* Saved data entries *
▬▬▬

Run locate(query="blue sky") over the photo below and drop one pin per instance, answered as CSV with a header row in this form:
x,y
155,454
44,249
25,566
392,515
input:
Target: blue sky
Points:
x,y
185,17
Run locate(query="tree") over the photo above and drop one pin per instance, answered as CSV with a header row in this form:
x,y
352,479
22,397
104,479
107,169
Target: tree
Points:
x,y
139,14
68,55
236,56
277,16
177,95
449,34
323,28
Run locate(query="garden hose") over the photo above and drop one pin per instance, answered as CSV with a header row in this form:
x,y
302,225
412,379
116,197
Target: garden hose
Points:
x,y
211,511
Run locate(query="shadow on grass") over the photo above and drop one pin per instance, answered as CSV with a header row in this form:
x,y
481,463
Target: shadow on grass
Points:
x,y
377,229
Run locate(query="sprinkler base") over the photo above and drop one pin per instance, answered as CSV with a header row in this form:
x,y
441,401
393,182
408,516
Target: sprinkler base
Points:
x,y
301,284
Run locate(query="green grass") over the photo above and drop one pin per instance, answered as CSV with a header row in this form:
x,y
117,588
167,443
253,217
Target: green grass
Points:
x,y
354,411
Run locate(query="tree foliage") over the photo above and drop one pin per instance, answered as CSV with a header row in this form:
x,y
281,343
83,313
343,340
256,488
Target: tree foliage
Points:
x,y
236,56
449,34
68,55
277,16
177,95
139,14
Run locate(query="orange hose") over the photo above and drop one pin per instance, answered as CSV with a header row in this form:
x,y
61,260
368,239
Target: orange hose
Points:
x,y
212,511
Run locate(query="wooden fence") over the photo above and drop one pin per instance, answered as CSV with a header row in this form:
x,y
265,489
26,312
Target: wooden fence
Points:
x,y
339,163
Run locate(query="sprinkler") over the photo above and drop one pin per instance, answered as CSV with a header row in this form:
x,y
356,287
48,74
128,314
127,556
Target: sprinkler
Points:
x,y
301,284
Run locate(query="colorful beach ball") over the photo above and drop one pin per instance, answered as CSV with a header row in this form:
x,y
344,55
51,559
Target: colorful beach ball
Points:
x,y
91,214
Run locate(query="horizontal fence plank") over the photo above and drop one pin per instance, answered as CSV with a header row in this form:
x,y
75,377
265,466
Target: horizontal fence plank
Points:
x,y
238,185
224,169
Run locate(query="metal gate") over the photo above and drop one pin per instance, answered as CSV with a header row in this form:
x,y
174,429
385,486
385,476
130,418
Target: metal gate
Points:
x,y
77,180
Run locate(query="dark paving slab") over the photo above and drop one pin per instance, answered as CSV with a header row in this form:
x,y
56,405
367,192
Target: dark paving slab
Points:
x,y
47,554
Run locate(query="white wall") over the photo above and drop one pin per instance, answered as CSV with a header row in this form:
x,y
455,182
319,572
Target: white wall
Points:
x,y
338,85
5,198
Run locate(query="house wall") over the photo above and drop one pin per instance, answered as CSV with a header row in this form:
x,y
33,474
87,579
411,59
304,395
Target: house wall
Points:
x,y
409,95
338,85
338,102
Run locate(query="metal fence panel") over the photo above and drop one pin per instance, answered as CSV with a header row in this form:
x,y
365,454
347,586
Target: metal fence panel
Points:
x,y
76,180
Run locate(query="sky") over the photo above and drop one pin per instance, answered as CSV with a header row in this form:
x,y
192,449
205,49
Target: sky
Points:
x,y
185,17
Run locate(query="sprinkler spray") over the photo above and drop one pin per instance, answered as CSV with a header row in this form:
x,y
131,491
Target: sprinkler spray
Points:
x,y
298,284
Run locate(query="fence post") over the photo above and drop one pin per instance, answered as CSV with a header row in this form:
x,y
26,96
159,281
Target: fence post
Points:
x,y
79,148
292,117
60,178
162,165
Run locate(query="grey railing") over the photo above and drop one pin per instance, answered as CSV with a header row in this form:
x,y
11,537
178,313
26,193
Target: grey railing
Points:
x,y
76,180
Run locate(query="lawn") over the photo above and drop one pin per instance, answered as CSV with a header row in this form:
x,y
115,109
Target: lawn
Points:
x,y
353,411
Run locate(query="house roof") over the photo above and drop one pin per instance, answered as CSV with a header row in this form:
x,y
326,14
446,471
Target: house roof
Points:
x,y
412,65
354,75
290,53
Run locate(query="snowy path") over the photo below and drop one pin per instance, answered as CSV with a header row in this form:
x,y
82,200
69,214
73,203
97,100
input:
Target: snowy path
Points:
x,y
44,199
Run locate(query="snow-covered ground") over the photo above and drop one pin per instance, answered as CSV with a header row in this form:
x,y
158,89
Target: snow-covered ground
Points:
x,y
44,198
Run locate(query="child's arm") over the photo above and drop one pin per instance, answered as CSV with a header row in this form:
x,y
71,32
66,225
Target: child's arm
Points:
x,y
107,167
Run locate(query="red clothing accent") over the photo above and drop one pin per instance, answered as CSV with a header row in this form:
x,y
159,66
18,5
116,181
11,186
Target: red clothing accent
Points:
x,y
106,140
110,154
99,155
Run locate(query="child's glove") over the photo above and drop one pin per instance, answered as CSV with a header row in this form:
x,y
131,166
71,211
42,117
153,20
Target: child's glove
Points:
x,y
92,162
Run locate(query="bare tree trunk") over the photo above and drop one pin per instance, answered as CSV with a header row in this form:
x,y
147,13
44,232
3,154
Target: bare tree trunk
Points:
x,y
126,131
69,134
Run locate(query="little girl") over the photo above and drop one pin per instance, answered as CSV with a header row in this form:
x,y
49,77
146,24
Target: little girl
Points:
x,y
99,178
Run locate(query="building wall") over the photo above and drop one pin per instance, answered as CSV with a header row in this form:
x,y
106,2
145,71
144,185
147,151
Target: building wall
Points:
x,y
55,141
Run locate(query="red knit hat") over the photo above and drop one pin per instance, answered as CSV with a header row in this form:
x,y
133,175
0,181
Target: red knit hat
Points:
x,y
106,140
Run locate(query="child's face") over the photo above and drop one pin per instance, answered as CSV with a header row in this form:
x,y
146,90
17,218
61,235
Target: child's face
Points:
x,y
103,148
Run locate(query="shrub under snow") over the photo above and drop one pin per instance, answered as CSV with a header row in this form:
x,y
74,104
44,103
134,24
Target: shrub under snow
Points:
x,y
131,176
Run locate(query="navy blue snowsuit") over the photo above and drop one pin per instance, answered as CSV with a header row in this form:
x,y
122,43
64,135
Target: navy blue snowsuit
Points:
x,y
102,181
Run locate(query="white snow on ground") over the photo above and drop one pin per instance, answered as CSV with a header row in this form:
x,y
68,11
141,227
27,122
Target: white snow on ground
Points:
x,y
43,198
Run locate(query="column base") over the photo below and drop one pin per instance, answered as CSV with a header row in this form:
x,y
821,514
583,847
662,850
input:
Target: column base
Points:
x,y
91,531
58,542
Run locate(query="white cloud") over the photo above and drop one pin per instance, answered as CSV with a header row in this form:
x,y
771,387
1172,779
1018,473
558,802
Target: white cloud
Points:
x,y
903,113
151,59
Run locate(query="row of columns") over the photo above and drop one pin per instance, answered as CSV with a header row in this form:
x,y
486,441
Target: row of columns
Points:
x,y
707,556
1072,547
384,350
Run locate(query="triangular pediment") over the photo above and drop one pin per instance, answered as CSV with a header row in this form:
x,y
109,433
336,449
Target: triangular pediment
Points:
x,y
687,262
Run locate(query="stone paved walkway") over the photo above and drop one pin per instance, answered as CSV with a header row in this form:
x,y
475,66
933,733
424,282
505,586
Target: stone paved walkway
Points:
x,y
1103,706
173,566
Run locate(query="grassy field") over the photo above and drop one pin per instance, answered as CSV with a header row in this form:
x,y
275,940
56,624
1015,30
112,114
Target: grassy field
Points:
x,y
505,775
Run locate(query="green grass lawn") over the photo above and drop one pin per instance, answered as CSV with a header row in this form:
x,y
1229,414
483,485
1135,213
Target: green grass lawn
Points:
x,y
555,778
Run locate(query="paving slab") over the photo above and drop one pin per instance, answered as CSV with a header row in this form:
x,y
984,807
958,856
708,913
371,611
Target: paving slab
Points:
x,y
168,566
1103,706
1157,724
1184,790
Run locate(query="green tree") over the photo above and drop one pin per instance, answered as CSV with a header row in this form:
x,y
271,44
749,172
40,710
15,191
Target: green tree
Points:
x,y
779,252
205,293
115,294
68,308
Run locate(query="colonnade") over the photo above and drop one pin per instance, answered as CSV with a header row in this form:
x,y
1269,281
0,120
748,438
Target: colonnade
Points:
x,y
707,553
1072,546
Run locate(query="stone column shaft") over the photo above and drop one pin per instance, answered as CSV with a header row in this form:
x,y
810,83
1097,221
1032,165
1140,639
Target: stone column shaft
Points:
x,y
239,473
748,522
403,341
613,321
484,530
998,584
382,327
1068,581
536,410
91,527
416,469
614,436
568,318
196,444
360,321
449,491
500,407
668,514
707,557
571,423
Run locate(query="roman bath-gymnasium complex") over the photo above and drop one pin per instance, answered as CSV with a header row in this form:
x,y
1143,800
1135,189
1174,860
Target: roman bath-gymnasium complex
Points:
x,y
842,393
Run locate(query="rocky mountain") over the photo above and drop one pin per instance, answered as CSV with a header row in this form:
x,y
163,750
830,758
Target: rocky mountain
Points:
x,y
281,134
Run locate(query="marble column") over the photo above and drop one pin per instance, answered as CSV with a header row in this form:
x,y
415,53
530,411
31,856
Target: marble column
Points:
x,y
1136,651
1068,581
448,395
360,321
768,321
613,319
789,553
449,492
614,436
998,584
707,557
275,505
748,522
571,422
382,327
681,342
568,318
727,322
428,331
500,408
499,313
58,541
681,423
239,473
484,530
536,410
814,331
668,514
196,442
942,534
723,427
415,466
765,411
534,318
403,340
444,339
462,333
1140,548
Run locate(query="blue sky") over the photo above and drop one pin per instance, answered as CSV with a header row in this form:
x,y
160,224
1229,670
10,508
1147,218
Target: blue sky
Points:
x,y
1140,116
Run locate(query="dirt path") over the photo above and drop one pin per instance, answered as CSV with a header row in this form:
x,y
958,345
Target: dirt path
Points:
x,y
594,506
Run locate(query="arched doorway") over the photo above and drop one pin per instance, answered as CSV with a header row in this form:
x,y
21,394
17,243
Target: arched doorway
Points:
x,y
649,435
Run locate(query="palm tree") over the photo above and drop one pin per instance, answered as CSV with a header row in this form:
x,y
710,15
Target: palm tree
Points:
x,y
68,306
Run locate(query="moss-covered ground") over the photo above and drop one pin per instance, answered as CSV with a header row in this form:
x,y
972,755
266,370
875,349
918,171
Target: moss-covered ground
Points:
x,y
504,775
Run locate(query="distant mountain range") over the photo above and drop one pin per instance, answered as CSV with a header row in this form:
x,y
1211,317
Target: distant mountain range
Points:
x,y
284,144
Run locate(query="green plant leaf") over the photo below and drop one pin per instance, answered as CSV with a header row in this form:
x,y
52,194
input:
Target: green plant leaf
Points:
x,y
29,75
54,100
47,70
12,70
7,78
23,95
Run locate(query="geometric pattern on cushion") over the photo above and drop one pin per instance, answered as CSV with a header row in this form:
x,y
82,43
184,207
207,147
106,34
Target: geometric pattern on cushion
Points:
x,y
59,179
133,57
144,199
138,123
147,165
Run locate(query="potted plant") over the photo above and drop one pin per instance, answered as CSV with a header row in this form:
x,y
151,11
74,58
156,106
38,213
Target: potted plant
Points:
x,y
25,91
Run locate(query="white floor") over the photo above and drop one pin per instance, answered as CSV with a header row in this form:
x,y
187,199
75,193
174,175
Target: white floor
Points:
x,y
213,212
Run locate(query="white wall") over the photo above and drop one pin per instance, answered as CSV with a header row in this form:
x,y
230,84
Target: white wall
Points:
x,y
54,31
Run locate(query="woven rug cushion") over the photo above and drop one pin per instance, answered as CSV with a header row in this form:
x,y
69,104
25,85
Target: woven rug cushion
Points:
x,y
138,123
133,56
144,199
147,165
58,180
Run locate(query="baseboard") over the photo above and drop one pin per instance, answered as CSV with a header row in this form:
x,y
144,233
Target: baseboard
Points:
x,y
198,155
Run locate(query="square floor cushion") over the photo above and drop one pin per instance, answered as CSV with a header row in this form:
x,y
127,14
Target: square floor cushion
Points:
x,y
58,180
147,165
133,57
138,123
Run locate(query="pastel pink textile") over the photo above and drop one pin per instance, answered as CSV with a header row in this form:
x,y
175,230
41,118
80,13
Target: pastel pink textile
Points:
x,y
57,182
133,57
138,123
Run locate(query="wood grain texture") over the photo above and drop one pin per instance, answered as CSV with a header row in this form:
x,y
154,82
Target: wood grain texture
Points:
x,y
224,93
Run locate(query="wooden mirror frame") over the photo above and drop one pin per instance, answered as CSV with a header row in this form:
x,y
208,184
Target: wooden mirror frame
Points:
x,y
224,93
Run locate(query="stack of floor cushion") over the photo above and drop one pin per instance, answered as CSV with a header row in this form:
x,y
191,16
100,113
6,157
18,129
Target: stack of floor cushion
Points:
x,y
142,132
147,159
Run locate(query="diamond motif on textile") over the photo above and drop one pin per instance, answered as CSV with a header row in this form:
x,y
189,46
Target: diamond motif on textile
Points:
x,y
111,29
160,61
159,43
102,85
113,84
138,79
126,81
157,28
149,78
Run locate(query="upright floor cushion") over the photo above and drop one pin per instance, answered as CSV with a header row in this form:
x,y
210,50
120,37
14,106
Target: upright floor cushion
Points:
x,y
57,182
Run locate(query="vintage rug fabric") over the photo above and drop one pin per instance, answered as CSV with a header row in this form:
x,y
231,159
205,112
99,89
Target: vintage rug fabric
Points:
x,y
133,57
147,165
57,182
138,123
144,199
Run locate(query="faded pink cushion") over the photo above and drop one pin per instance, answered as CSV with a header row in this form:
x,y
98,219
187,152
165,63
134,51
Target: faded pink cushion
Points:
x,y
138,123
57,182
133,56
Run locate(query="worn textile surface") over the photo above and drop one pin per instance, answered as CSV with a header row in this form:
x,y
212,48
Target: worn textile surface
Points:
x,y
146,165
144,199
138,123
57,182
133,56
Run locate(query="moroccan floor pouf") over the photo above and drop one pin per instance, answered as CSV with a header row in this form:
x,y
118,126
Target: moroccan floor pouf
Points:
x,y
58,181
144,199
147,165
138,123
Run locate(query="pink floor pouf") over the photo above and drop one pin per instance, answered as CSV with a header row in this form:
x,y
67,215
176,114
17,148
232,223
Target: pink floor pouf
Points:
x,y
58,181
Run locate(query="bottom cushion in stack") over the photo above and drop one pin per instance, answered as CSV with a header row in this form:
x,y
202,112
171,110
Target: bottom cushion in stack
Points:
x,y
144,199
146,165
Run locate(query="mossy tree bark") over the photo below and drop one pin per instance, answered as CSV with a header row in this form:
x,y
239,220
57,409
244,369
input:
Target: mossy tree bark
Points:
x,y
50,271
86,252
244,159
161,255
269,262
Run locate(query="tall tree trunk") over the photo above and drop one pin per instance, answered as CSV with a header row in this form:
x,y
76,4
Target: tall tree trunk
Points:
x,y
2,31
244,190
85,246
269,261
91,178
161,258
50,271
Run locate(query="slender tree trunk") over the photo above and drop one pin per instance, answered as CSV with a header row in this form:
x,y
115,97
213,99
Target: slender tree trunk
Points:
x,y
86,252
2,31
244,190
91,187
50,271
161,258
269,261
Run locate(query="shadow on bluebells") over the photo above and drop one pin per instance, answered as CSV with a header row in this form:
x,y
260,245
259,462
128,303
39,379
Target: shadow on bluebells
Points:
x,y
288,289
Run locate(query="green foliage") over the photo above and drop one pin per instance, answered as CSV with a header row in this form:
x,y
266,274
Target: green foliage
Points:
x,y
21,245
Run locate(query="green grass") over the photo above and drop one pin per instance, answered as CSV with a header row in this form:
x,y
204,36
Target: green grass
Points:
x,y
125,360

▬▬▬

* Assigned task *
All lines that contain the word "dirt" must be copied from the records above.

* Output of the task *
Run locate(query="dirt path") over the photo above and drop one pin per instance, answered as CSV with a header row in this form:
Target: dirt path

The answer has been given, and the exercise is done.